To do:
In the abstract on microalgae lipid accumulation, which species showed no marked increase in TAG accumulation during the culture?

Top of Page excerpt

Triacylglycerol accumulation and change in fatty acid content of four marine oleaginous microalgae under nutrient limitation and at different culture ages
Gong, Y.; Guo, X.; Wan, X.; Liang, Z.; Jiang, M.
Journal of Basic Microbiology 53(1): 29-36
ISSN/ISBN: 1521-4028 PMID: 22581481 DOI: 10.1002/jobm.201100487
Alteration of lipid biosynthesis is one of important biochemical changes when oleaginous microalgae grow under varied environmental conditions. The effects of culture age and nutrient limitation on triacylglycerol (TAG) accumulation and fatty acid content were investigated in four eicosapentaenoic acid (EPA)-rich marine microalgae. The amounts of TAGs in Chaetoceros sp., Phaeodactylum tricornutum and Nannochloropsis oculata increased sharply from day 4 to day 11, and then the former two remained nearly unchanged while the latter declined gradually during the batch culture. In contrast, no marked increase in TAG accumulation was observed in Pavlova viridis during the culture. Changes in total fatty acid (TFA) content mirrored those observed for TAG accumulation, while the EPA content reached a maximum generally at day 7 or 11 in the range of 11 - 32 mg g(-1) dry cell weight (DCW) and then declined. Nitrogen limitation led to a gradual increase in the amounts of TAGs from N. oculata pronouncedly but almost no change in other three species. The TFA content of the cultures after 5 days of nitrogen limitation was nearly twice that after 1 day in Chaetoceros sp., P. tricornutum and P. viridis, while the lowest increase (220 - 283 mg g(-1) DCW) was observed in N. oculata. TAGs increased gradually under phosphorus limitation in all four species but not sharply compared with that under nitrogen limitation in N. oculata. The TFA content increased gradually under phosphorus limitation and after 5 days of phosphorus limitation it was 1.5 - 2 times that after 1 day. The EPA content was generally not significantly affected by nitrogen or phosphorus limitation. Culture age and nutrient limitation could be useful variables for optimizing TAG accumulation and fatty acid content with potential for biodiesel production.

Bottom of Page excerpt
Top of Dataset entries

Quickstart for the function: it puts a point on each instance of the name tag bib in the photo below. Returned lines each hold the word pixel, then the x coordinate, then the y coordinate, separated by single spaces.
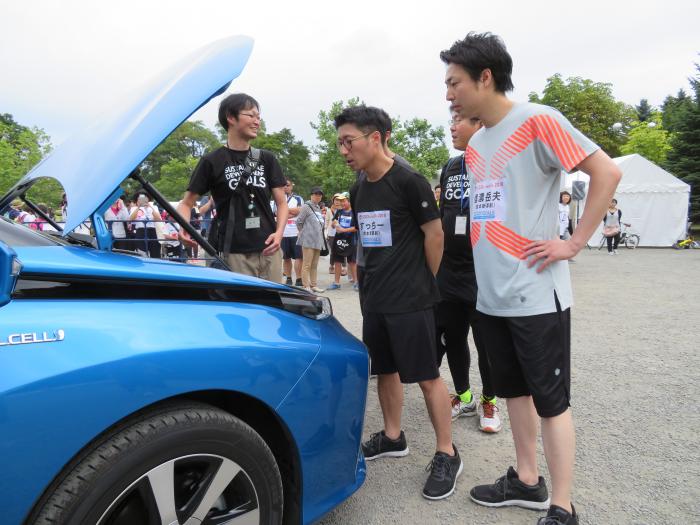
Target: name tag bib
pixel 375 228
pixel 488 201
pixel 460 225
pixel 252 222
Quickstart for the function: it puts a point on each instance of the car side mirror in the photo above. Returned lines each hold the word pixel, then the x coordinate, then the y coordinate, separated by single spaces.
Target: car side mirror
pixel 9 271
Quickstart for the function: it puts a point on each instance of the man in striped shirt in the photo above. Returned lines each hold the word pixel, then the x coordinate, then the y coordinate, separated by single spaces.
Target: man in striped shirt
pixel 524 290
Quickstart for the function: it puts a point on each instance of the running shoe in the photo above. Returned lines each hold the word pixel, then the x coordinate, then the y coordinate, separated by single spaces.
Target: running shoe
pixel 460 408
pixel 558 516
pixel 509 490
pixel 489 420
pixel 444 471
pixel 380 446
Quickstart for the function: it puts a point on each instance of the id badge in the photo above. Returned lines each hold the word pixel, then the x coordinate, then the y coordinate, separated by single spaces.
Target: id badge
pixel 252 222
pixel 460 225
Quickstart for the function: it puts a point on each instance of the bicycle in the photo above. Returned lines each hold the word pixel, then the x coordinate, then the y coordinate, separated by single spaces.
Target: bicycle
pixel 630 240
pixel 688 243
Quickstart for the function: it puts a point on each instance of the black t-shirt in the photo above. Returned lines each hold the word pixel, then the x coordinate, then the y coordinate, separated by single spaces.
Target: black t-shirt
pixel 456 277
pixel 222 173
pixel 397 278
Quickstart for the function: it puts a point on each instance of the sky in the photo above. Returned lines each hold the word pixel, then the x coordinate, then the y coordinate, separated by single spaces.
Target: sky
pixel 66 62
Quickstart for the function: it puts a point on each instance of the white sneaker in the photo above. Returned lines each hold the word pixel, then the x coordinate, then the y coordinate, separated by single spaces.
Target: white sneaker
pixel 489 420
pixel 460 408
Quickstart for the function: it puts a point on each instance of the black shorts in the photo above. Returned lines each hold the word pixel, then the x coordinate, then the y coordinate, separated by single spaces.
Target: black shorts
pixel 290 249
pixel 531 356
pixel 403 343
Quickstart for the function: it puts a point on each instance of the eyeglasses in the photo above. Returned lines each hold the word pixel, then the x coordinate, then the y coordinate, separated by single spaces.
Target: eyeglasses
pixel 347 143
pixel 254 116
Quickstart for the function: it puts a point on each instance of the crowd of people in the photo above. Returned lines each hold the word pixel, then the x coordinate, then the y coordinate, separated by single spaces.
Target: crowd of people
pixel 485 250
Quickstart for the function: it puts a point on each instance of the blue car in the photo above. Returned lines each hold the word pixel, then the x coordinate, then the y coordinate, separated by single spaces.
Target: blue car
pixel 139 391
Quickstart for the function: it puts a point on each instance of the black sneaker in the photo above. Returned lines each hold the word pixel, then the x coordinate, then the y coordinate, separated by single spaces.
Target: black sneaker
pixel 444 471
pixel 558 516
pixel 509 490
pixel 380 446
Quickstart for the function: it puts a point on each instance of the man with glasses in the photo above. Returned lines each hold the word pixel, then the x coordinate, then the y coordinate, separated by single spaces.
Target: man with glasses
pixel 456 311
pixel 401 233
pixel 242 181
pixel 385 129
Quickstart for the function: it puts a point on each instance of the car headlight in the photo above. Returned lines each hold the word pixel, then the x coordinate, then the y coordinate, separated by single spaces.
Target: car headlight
pixel 308 305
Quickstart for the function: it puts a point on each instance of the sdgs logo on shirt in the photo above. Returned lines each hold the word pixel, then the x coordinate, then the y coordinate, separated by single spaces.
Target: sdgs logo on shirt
pixel 233 175
pixel 455 185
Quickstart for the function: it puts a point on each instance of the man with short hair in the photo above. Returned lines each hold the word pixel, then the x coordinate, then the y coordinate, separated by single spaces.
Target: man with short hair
pixel 386 126
pixel 400 231
pixel 456 312
pixel 242 181
pixel 290 250
pixel 515 165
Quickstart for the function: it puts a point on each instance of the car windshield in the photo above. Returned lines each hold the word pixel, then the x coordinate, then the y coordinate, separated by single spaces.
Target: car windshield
pixel 17 236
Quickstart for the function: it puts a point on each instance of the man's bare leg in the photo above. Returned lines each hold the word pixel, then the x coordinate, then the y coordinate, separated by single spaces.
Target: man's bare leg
pixel 437 400
pixel 390 392
pixel 559 440
pixel 523 423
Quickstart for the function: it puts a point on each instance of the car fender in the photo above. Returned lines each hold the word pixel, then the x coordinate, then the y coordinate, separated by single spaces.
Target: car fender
pixel 115 357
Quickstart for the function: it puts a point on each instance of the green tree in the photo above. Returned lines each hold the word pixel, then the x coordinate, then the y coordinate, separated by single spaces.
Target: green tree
pixel 644 110
pixel 292 154
pixel 189 139
pixel 591 107
pixel 21 148
pixel 420 144
pixel 684 159
pixel 673 109
pixel 649 139
pixel 175 176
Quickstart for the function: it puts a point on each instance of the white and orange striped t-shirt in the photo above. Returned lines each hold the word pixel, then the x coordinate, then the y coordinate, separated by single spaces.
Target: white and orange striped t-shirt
pixel 514 169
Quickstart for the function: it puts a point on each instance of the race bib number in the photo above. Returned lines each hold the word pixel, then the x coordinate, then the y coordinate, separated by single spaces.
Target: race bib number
pixel 488 201
pixel 375 228
pixel 252 222
pixel 460 225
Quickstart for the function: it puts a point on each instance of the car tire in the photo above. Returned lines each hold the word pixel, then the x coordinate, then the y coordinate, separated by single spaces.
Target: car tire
pixel 178 464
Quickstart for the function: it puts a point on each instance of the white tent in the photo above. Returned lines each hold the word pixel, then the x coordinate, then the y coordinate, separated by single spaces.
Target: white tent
pixel 650 198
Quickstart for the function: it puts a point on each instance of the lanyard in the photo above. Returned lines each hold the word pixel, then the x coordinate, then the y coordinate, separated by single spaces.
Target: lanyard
pixel 464 184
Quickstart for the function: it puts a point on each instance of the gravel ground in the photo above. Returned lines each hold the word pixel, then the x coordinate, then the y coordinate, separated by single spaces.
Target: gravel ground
pixel 635 394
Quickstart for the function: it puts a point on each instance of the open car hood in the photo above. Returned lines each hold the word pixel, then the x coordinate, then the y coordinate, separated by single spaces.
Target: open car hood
pixel 92 163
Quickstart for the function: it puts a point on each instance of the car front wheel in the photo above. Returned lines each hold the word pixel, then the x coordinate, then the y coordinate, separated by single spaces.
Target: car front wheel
pixel 186 464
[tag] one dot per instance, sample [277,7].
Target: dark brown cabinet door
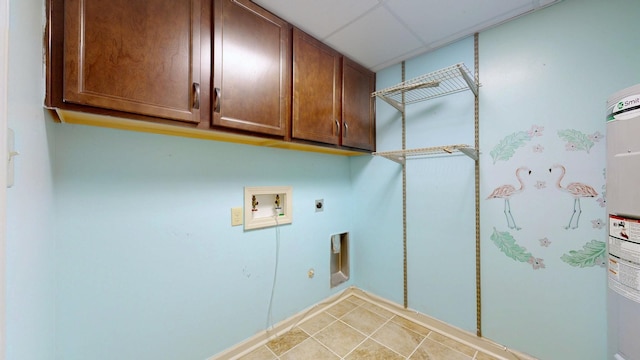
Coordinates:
[135,56]
[252,66]
[316,90]
[358,108]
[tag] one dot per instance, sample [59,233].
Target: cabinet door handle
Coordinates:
[218,100]
[196,96]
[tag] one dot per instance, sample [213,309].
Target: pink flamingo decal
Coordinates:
[576,190]
[506,192]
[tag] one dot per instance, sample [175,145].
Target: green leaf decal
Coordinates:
[508,146]
[590,255]
[507,244]
[576,140]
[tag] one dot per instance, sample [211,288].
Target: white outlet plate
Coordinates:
[236,216]
[266,206]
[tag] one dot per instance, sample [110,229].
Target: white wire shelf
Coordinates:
[452,79]
[400,156]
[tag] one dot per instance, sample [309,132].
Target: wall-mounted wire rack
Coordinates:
[453,79]
[450,80]
[400,156]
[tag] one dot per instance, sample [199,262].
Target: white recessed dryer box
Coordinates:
[266,206]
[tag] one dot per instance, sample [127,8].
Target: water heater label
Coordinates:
[626,105]
[624,256]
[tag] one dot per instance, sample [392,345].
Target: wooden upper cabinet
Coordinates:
[358,107]
[316,90]
[134,56]
[251,69]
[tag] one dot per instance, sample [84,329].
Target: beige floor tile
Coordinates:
[284,343]
[378,310]
[371,350]
[341,308]
[309,349]
[317,323]
[483,356]
[261,353]
[411,325]
[340,338]
[452,343]
[398,338]
[356,300]
[364,320]
[432,350]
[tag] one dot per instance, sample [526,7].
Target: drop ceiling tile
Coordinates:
[375,38]
[437,23]
[319,18]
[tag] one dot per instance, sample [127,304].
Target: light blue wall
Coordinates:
[149,265]
[545,79]
[30,263]
[554,70]
[127,250]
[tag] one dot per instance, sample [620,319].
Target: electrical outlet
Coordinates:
[236,216]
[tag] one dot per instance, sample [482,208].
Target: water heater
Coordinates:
[623,207]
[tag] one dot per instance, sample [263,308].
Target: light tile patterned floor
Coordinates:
[354,329]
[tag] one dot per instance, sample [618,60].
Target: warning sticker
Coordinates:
[624,256]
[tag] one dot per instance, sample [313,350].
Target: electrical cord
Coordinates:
[269,325]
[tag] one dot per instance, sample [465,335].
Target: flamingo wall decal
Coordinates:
[506,192]
[576,190]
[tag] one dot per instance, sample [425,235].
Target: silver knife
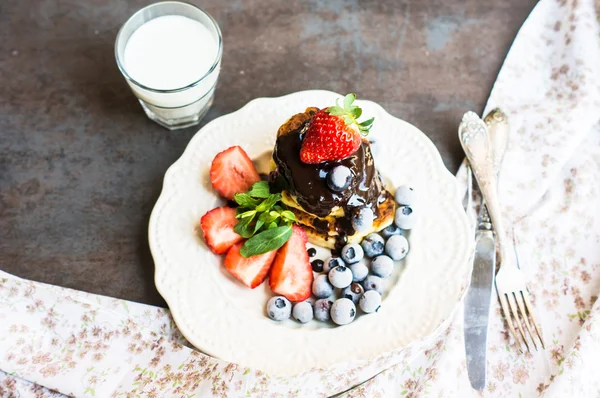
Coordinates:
[478,300]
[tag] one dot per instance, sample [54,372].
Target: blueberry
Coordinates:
[382,266]
[343,311]
[405,195]
[340,276]
[353,292]
[359,272]
[373,282]
[362,220]
[352,253]
[332,262]
[391,230]
[405,217]
[302,312]
[317,265]
[321,287]
[279,308]
[396,247]
[370,301]
[339,178]
[322,308]
[373,245]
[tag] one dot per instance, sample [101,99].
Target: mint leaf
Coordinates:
[259,225]
[249,213]
[259,190]
[269,202]
[245,200]
[288,215]
[266,241]
[348,100]
[243,228]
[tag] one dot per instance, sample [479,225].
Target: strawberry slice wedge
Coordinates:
[232,171]
[217,226]
[291,274]
[251,271]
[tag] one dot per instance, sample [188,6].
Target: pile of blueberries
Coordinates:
[359,285]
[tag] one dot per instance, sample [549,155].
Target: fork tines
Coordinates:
[517,310]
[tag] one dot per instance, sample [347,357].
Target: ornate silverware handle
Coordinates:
[498,127]
[475,140]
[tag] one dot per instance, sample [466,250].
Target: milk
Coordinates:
[170,55]
[170,52]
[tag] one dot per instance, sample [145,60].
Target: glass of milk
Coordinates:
[170,54]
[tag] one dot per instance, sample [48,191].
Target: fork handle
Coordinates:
[475,140]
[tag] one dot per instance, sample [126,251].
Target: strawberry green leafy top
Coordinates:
[350,113]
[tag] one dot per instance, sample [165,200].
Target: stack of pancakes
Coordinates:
[327,215]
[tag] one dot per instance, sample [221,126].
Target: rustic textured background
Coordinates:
[81,166]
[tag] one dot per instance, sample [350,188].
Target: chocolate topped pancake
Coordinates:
[326,214]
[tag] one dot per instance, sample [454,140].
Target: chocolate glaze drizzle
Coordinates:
[307,182]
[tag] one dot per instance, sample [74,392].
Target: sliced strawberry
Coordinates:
[291,274]
[217,226]
[251,271]
[232,171]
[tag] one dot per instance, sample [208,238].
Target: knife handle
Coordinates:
[474,138]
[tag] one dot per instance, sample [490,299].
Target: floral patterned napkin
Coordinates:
[56,341]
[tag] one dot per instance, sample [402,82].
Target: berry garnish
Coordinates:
[232,171]
[218,228]
[291,274]
[334,133]
[251,271]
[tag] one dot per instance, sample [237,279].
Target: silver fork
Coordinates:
[510,281]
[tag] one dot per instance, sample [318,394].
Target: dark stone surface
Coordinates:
[81,166]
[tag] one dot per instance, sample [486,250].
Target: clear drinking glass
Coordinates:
[179,107]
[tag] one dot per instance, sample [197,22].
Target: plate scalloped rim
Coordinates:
[417,306]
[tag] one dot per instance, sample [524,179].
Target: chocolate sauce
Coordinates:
[307,182]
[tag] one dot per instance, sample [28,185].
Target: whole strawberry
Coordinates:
[334,133]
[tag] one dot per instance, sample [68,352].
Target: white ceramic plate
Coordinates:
[225,319]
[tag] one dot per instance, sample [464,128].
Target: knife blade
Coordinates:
[478,300]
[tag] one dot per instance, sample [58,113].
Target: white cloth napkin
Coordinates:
[91,346]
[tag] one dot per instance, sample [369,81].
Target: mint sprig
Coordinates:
[350,113]
[262,220]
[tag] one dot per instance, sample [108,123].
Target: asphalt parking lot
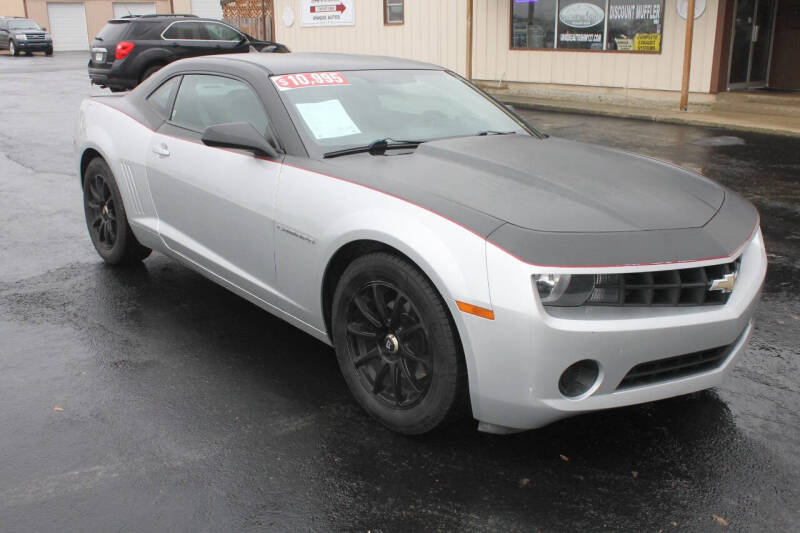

Bottom of Dataset entries

Your response:
Pavlova viridis